INFORMATION PROVIDED:
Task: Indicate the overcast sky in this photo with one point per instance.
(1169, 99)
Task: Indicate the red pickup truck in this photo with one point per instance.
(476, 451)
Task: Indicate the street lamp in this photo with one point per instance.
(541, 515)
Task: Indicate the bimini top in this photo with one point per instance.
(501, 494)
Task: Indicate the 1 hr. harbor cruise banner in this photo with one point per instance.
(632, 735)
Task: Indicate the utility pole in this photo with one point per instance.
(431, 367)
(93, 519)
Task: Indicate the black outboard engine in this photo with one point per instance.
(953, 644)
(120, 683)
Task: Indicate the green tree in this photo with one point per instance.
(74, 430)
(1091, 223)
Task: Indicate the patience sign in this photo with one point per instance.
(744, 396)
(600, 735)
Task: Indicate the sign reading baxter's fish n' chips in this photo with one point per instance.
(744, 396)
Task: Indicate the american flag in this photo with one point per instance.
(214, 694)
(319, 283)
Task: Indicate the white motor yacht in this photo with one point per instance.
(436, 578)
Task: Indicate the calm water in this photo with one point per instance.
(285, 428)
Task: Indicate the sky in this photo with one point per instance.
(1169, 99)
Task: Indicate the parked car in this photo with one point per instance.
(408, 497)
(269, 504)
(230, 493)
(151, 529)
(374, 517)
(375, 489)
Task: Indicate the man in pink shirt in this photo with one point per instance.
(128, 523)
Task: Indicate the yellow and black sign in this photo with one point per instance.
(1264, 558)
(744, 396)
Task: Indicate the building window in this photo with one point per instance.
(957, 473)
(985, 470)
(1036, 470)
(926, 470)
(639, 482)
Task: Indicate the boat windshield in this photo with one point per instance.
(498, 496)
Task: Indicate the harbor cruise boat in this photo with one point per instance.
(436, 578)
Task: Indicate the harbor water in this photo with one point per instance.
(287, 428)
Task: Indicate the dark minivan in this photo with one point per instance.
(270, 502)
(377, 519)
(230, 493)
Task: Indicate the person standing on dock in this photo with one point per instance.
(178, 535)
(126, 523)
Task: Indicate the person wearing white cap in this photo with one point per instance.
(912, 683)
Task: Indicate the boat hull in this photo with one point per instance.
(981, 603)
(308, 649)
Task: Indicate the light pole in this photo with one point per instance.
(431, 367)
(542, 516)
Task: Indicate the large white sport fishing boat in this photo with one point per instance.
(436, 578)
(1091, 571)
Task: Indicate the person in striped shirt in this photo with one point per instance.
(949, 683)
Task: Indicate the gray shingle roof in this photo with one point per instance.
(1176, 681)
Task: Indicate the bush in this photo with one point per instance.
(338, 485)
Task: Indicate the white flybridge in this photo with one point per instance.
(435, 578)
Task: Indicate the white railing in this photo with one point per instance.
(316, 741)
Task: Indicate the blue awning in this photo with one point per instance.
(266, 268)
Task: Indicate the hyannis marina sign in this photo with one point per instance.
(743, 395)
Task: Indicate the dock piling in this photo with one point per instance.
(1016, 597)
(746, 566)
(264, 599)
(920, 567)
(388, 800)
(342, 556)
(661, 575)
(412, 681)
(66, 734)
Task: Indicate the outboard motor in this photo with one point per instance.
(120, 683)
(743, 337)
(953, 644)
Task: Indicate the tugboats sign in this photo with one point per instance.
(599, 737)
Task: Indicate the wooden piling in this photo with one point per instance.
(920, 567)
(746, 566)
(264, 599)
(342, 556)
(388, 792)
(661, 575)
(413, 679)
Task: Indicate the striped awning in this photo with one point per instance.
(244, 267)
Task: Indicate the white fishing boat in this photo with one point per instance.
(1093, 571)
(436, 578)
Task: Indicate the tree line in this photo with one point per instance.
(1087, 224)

GIVEN REQUEST: Rewrite the part of the listing that opens with the line containing "Task: Indicate the white fishing" and runs through the end of the listing as a Markdown table with the columns No. and Text. Number each line and leave out any blank lines.

FULL SOLUTION:
| No. | Text |
|---|---|
| 1 | Task: Indicate the white fishing boat in this photo with one point per instance. |
| 2 | (1093, 571) |
| 3 | (436, 578) |
| 4 | Task: Indicate the tree line in this photo with one point per instance. |
| 5 | (1087, 224) |